# Exercise brief
Echo the records word for word, from their start down to the line containing "[407,400,460,431]", with both ends included. Leave the pictures out of your answer.

# Data in this exercise
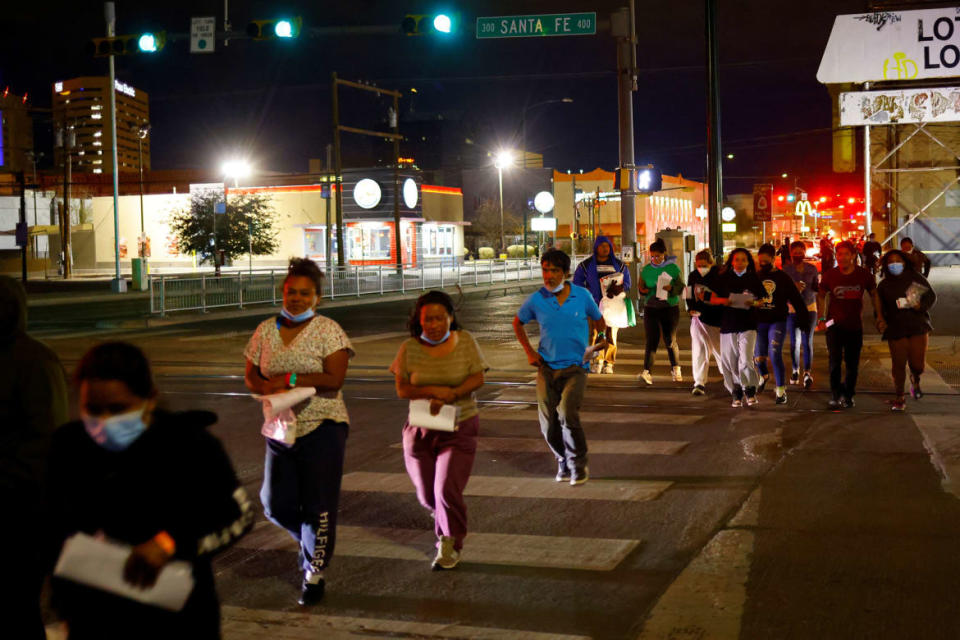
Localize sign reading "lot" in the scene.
[477,13,597,39]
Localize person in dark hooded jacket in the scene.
[46,342,254,640]
[573,236,631,373]
[0,276,67,640]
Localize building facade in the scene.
[52,76,150,174]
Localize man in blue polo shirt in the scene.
[513,249,606,486]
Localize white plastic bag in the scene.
[253,387,317,444]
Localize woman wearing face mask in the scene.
[47,342,254,638]
[685,249,732,396]
[637,238,683,384]
[244,258,353,605]
[877,249,937,411]
[390,291,489,570]
[754,244,812,404]
[710,247,767,407]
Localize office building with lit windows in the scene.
[53,76,150,173]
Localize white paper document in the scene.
[657,271,673,300]
[730,293,757,309]
[53,533,193,611]
[253,387,317,444]
[407,400,460,431]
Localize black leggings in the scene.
[643,305,680,371]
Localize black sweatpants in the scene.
[643,305,680,371]
[827,326,863,400]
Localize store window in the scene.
[423,224,454,258]
[303,227,337,260]
[347,224,390,260]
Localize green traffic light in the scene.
[433,13,453,33]
[137,33,157,53]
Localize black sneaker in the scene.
[297,578,326,607]
[570,467,590,487]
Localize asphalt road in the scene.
[41,272,960,639]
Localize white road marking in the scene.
[480,409,703,425]
[221,606,589,640]
[238,521,640,571]
[390,437,690,456]
[342,471,673,502]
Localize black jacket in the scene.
[757,269,809,322]
[877,272,937,340]
[684,266,723,327]
[47,411,254,638]
[714,269,767,333]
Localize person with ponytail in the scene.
[244,258,354,605]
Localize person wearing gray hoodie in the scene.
[0,276,67,639]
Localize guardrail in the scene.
[150,259,556,316]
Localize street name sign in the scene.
[477,12,597,40]
[190,16,217,53]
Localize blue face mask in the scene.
[280,307,316,323]
[83,407,147,451]
[420,329,450,346]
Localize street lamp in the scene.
[219,160,253,276]
[132,124,150,258]
[493,151,513,251]
[520,98,573,169]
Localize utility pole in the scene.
[704,0,723,259]
[616,0,637,295]
[389,94,404,277]
[323,144,336,274]
[331,71,343,267]
[107,2,127,293]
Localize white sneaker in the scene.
[431,536,460,571]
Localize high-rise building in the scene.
[53,76,150,173]
[0,89,33,171]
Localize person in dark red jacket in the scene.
[46,342,254,640]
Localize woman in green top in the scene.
[637,238,683,384]
[390,291,489,571]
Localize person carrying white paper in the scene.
[46,342,254,640]
[390,291,490,570]
[243,258,354,606]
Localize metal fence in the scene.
[150,259,541,316]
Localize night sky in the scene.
[0,0,865,193]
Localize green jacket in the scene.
[640,262,684,307]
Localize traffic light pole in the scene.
[705,0,723,260]
[616,0,639,298]
[106,2,127,293]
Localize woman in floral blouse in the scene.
[244,258,354,605]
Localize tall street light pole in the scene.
[493,151,513,251]
[106,2,127,293]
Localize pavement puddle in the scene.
[342,471,673,502]
[221,606,589,640]
[237,521,641,571]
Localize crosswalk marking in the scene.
[342,471,673,502]
[221,606,589,640]
[480,410,703,425]
[390,437,690,456]
[238,521,641,571]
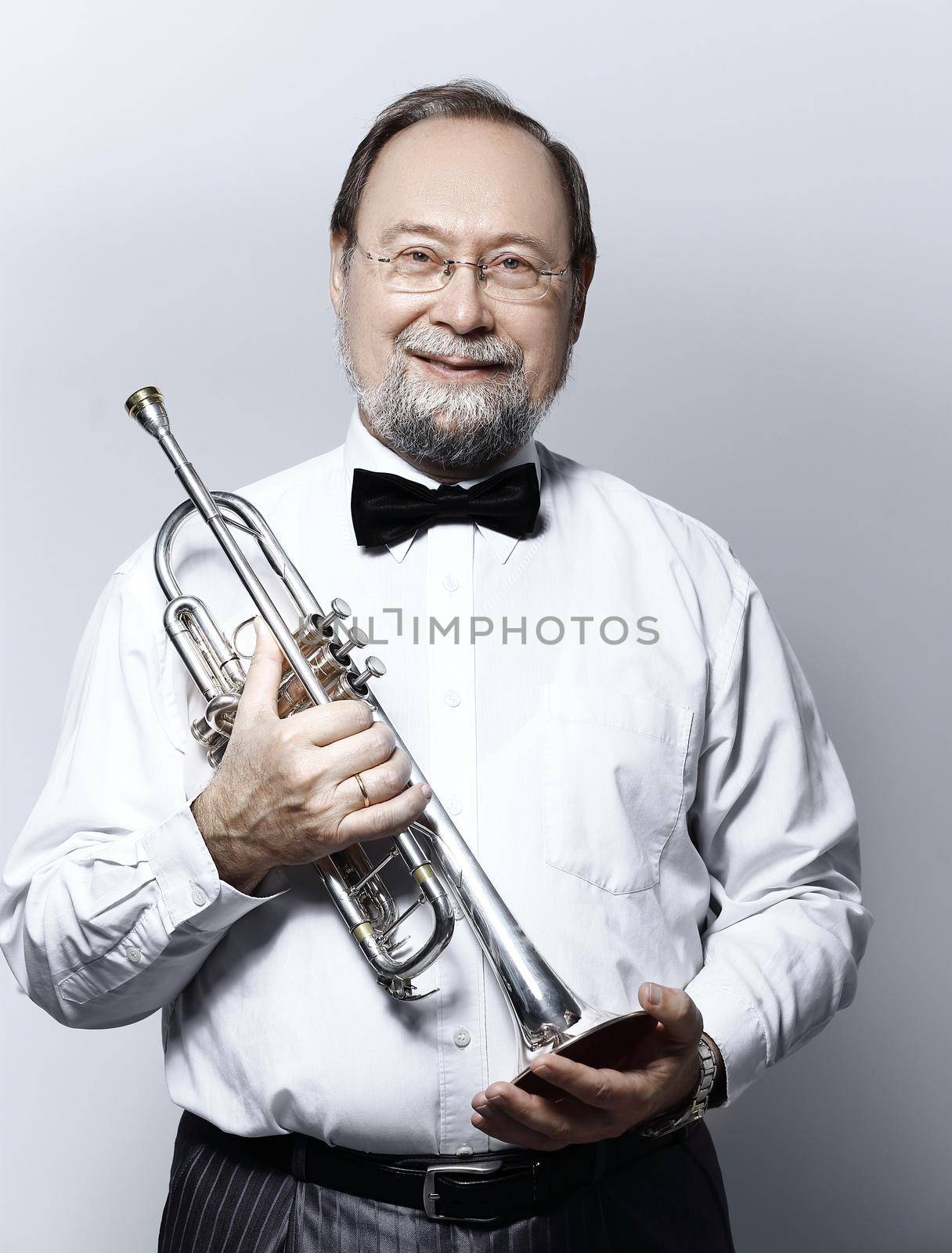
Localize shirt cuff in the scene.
[684,966,768,1109]
[142,806,290,931]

# Output of the exercise
Localize sign reading "lot" in the scene.
[477,13,597,39]
Localize person in dark hooded jacket in the scene.
[46,342,254,640]
[573,236,631,373]
[0,276,67,640]
Localize building facade in the scene.
[52,76,150,174]
Localize man in blue polo shirt in the scene.
[513,249,606,486]
Localize white plastic bag in the scene.
[253,387,317,444]
Localize woman wearing face mask in the scene.
[47,342,254,638]
[685,249,732,396]
[637,238,683,384]
[244,258,353,605]
[877,249,937,411]
[390,291,489,570]
[754,244,812,404]
[710,247,767,407]
Localize office building with lit windows in the scene.
[53,76,150,173]
Localize white paper document in the scene.
[657,271,673,300]
[730,293,757,309]
[53,533,193,611]
[253,387,317,444]
[407,400,460,431]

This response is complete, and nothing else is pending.